Please write the listing below out again exactly, leaving every picture behind.
··· MATERIAL SUPPLIED ···
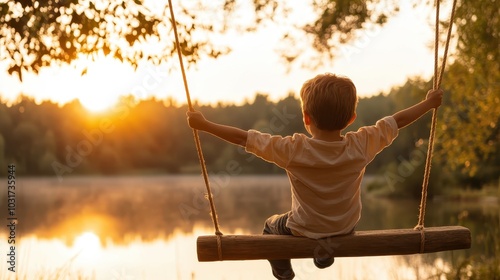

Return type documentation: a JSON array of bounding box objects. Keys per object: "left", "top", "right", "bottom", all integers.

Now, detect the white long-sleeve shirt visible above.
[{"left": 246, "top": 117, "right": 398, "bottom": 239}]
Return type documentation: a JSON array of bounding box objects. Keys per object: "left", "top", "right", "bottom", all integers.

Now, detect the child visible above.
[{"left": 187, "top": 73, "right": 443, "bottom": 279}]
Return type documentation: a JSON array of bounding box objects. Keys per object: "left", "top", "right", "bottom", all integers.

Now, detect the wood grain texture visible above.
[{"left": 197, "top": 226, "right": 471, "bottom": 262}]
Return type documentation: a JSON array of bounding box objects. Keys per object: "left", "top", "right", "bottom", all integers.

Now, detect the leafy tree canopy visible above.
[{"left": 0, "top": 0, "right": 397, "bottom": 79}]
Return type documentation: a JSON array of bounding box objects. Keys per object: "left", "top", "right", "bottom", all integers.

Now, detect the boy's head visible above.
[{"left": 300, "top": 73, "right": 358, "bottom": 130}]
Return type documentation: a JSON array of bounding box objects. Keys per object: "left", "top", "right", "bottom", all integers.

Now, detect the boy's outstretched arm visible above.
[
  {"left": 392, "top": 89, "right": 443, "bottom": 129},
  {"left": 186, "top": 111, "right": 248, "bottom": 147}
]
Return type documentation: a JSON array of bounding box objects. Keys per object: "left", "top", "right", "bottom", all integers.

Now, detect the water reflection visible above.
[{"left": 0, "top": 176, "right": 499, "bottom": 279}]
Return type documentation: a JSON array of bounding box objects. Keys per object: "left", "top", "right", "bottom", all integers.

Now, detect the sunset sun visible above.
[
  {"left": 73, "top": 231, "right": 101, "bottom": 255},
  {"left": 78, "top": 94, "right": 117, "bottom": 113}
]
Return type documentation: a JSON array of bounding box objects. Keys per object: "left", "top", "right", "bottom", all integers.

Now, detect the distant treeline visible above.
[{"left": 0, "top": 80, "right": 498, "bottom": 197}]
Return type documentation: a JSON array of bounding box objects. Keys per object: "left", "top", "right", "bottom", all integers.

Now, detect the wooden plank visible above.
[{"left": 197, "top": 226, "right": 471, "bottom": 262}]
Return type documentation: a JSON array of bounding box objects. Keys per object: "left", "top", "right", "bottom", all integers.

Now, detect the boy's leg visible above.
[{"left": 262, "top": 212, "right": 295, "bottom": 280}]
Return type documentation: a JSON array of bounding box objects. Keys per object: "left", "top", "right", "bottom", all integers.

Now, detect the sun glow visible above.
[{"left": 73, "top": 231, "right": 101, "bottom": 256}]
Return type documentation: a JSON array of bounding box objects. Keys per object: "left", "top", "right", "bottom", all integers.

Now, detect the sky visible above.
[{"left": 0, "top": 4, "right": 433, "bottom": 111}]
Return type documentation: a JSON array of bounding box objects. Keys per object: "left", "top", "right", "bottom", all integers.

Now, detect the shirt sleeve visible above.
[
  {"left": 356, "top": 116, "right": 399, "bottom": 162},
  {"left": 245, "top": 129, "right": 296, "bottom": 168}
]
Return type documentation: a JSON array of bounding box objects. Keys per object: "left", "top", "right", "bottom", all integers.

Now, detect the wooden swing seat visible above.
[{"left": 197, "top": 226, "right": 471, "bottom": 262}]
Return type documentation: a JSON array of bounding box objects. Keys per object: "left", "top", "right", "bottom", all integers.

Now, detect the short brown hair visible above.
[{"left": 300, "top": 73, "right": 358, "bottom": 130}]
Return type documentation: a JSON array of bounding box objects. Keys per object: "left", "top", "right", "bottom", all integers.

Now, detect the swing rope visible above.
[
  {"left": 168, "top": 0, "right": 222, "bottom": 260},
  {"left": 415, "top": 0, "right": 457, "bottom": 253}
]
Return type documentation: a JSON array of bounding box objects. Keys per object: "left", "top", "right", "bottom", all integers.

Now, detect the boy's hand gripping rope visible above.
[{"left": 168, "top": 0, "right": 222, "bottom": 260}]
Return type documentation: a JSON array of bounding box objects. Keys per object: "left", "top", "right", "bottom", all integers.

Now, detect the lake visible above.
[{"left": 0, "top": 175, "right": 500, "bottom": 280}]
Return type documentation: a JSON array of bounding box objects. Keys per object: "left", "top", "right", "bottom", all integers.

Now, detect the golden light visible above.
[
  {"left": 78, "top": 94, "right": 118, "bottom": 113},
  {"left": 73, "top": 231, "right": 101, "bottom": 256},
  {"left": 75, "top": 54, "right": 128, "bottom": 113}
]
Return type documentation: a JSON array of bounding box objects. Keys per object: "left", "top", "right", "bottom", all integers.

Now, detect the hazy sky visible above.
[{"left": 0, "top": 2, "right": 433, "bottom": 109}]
···
## EXERCISE OUTPUT
Return type documentation: a JSON array of bounding box objects. Keys per object: "left", "top", "right", "bottom", all integers.

Now, detect the white long-sleeve shirt visible above.
[{"left": 246, "top": 117, "right": 398, "bottom": 239}]
Return type documentation: a JSON array of bounding box objects. Keys per object: "left", "top", "right", "bottom", all integers.

Now, detect the child visible above.
[{"left": 187, "top": 73, "right": 443, "bottom": 279}]
Return type documentation: a JSON array of bounding box objects. Keys per object: "left", "top", "right", "bottom", all integers.

Now, detect the wood grain texture visible above.
[{"left": 197, "top": 226, "right": 471, "bottom": 262}]
Return type documentation: a JSON array of bounding box objects. Keys per object: "left", "top", "right", "bottom", all integers.

Now, detect the leafy tree canopy visible above.
[{"left": 0, "top": 0, "right": 397, "bottom": 79}]
Return type documentation: a JSON array of bounding box objects. Keys per object: "left", "top", "right", "bottom", all integers.

Now, detect the boy's head visible above.
[{"left": 300, "top": 73, "right": 358, "bottom": 130}]
Return type documentation: a JSON array of bounding box objects. Keys per object: "left", "top", "right", "bottom", all integers.

Now, detect the boy's outstretched arm visible above.
[
  {"left": 392, "top": 89, "right": 443, "bottom": 129},
  {"left": 186, "top": 111, "right": 248, "bottom": 147}
]
Return type documentation: a JSON array of bounding box objects. Keys per object: "left", "top", "right", "bottom", all integers.

Now, detect the water reflection visible above.
[{"left": 0, "top": 176, "right": 499, "bottom": 279}]
Return type documentation: a JSON array of bounding box objects. Keys per object: "left", "top", "right", "bottom", all integers.

Now, detect the sunset sun visible above.
[
  {"left": 73, "top": 231, "right": 101, "bottom": 255},
  {"left": 78, "top": 94, "right": 117, "bottom": 113}
]
Return type documentation: a JSON array of bounding box objects. Keys per object: "left", "top", "right", "bottom", all integers.

Now, detect the distant treeline visible above.
[{"left": 0, "top": 80, "right": 498, "bottom": 197}]
Return type documentation: a JSON array of bounding box objects. Keys per object: "left", "top", "right", "bottom", all integers.

Now, detect the wooden plank visible above.
[{"left": 197, "top": 226, "right": 471, "bottom": 262}]
Return type documentation: a JSON array of bounding box objects. Keys per object: "left", "top", "right", "bottom", all integers.

Now, detect the boy's leg visible above.
[{"left": 262, "top": 212, "right": 295, "bottom": 280}]
Return type documentation: a JSON array of bounding box objects. Keys per object: "left", "top", "right", "bottom", all integers.

Now, detect the sun glow visible above.
[{"left": 73, "top": 231, "right": 101, "bottom": 256}]
Return type documentation: a JSON array of bounding box objects. Keys per object: "left", "top", "right", "bottom", all integers.

Now, detect the sky visible above.
[{"left": 0, "top": 4, "right": 433, "bottom": 111}]
Return type documentation: a JSON array of bounding box objects. Keys per object: "left", "top", "right", "bottom", all integers.

Now, detect the shirt sleeve visible above.
[
  {"left": 356, "top": 116, "right": 399, "bottom": 162},
  {"left": 245, "top": 129, "right": 296, "bottom": 168}
]
Return type documentation: a JSON array of bounding box objects. Keys per object: "left", "top", "right", "bottom", all integers.

Now, detect the wooden swing seat visible above.
[{"left": 197, "top": 226, "right": 471, "bottom": 262}]
Return type documentation: a JSON array of bounding box objects. Keys per object: "left", "top", "right", "bottom", all integers.

Now, detect the short brown hair visible above.
[{"left": 300, "top": 73, "right": 358, "bottom": 130}]
Return type documentation: a JSON array of bounding box objects. Keys per object: "left", "top", "right", "bottom", all integers.

Now, detect the swing rope visible above.
[
  {"left": 168, "top": 0, "right": 222, "bottom": 260},
  {"left": 415, "top": 0, "right": 457, "bottom": 253}
]
Return type documentation: a JSON array of bounding box objects. Keys per object: "left", "top", "right", "bottom", all integers.

Now, detect the boy's hand gripping rope visible above.
[{"left": 168, "top": 0, "right": 222, "bottom": 260}]
Return type documentation: a JSON array of bounding box objects. Keys per object: "left", "top", "right", "bottom", all integers.

Now, detect the lake visible above.
[{"left": 0, "top": 175, "right": 500, "bottom": 280}]
Return type documentation: a JSON array of bounding box objects. Keys per object: "left", "top", "right", "bottom", all integers.

Now, detect the golden light visible above.
[
  {"left": 78, "top": 94, "right": 118, "bottom": 113},
  {"left": 73, "top": 231, "right": 101, "bottom": 256},
  {"left": 75, "top": 54, "right": 128, "bottom": 113}
]
Return type documentation: a JSON array of bounding box objects. Keys per object: "left", "top", "right", "bottom", all integers.

Now, detect the hazy sky visible above.
[{"left": 0, "top": 2, "right": 433, "bottom": 109}]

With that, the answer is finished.